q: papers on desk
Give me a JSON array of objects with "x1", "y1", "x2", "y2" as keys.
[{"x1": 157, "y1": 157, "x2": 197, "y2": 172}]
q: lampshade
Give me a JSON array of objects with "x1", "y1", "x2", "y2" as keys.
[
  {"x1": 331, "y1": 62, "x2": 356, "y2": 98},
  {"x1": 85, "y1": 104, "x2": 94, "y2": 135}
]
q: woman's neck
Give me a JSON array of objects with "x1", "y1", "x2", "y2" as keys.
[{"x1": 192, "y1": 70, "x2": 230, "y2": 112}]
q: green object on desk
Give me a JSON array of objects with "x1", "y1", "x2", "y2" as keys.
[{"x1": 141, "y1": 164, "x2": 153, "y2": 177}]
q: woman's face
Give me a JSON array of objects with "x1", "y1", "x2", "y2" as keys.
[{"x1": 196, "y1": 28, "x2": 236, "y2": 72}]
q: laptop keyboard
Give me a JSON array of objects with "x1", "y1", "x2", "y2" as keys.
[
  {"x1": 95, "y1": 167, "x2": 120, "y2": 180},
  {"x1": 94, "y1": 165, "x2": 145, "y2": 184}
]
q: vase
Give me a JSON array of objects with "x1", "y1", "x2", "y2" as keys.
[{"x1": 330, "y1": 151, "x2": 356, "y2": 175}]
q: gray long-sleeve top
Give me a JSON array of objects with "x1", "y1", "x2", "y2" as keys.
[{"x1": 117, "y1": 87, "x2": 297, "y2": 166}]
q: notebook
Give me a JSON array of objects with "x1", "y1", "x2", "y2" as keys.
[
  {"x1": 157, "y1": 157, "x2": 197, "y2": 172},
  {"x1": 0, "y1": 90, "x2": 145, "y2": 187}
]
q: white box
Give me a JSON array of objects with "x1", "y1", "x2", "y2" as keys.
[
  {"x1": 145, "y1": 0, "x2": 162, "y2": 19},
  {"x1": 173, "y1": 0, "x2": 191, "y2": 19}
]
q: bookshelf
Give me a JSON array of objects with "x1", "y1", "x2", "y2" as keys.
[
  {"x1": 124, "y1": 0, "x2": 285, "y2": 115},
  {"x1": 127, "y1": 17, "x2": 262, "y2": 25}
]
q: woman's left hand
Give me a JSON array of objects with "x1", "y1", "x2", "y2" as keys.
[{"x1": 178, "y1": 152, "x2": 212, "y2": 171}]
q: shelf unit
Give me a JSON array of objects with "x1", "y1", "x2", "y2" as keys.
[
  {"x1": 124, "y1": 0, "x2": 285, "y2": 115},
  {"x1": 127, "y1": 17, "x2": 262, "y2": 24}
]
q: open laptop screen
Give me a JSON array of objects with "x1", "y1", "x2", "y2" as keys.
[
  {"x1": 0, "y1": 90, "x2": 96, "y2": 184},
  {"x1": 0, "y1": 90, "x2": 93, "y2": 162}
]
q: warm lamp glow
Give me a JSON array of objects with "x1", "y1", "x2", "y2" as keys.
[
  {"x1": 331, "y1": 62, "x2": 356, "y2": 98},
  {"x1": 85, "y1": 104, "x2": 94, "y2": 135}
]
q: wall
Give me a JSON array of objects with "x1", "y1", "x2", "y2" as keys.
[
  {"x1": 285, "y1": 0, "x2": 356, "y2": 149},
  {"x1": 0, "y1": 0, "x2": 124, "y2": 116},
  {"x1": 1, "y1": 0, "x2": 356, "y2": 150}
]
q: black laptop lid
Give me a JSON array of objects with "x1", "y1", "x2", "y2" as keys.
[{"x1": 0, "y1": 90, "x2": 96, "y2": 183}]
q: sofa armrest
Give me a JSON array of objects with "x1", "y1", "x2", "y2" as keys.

┄┄┄┄┄┄

ACTIVITY
Above are the lines; repeat exactly the ones from the line containing "q: laptop keyboard" down to the line containing "q: sofa armrest", both inclusive.

EXERCISE OUTPUT
q: laptop keyboard
Give me a JSON array of objects with "x1", "y1", "x2", "y2" as keys.
[
  {"x1": 95, "y1": 167, "x2": 120, "y2": 180},
  {"x1": 94, "y1": 165, "x2": 145, "y2": 184}
]
q: vase
Give me a JSON array of objects with "x1", "y1", "x2", "y2" as keys.
[{"x1": 330, "y1": 151, "x2": 356, "y2": 175}]
q: gray long-sleeve top
Give me a JSON array of objects with "x1", "y1", "x2", "y2" as keys.
[{"x1": 117, "y1": 87, "x2": 297, "y2": 166}]
q: notebook
Give me a JSON array of objects with "x1", "y1", "x2", "y2" as keys.
[
  {"x1": 157, "y1": 157, "x2": 197, "y2": 172},
  {"x1": 0, "y1": 90, "x2": 145, "y2": 187}
]
q: white box
Give me a JSON array of objects with "x1", "y1", "x2", "y2" as keys.
[
  {"x1": 145, "y1": 0, "x2": 162, "y2": 19},
  {"x1": 173, "y1": 0, "x2": 191, "y2": 19}
]
q: bookshelf
Give me a JSON array of objects with "x1", "y1", "x2", "y2" as keys.
[
  {"x1": 124, "y1": 0, "x2": 285, "y2": 115},
  {"x1": 127, "y1": 17, "x2": 262, "y2": 25}
]
q: woman's left hand
Give me a JSON array of objects with "x1", "y1", "x2", "y2" as keys.
[{"x1": 178, "y1": 152, "x2": 212, "y2": 171}]
q: shelf unit
Give me a JSON array of objects with "x1", "y1", "x2", "y2" as keys.
[
  {"x1": 124, "y1": 0, "x2": 285, "y2": 115},
  {"x1": 127, "y1": 17, "x2": 262, "y2": 24}
]
q: open laptop screen
Give me a JSON array of objects with "x1", "y1", "x2", "y2" as keys.
[
  {"x1": 0, "y1": 90, "x2": 96, "y2": 184},
  {"x1": 0, "y1": 90, "x2": 93, "y2": 162}
]
q: warm lamp glow
Give me a JSON array of objects with "x1", "y1", "x2", "y2" as keys.
[
  {"x1": 331, "y1": 62, "x2": 356, "y2": 98},
  {"x1": 85, "y1": 104, "x2": 94, "y2": 135}
]
q: wall
Give me a JSON array of objects with "x1", "y1", "x2", "y2" as keys.
[
  {"x1": 285, "y1": 0, "x2": 356, "y2": 149},
  {"x1": 0, "y1": 0, "x2": 124, "y2": 116},
  {"x1": 1, "y1": 0, "x2": 356, "y2": 150}
]
q: black laptop lid
Give me a JSON array of objects with "x1", "y1", "x2", "y2" as keys.
[{"x1": 0, "y1": 90, "x2": 96, "y2": 183}]
q: sofa armrest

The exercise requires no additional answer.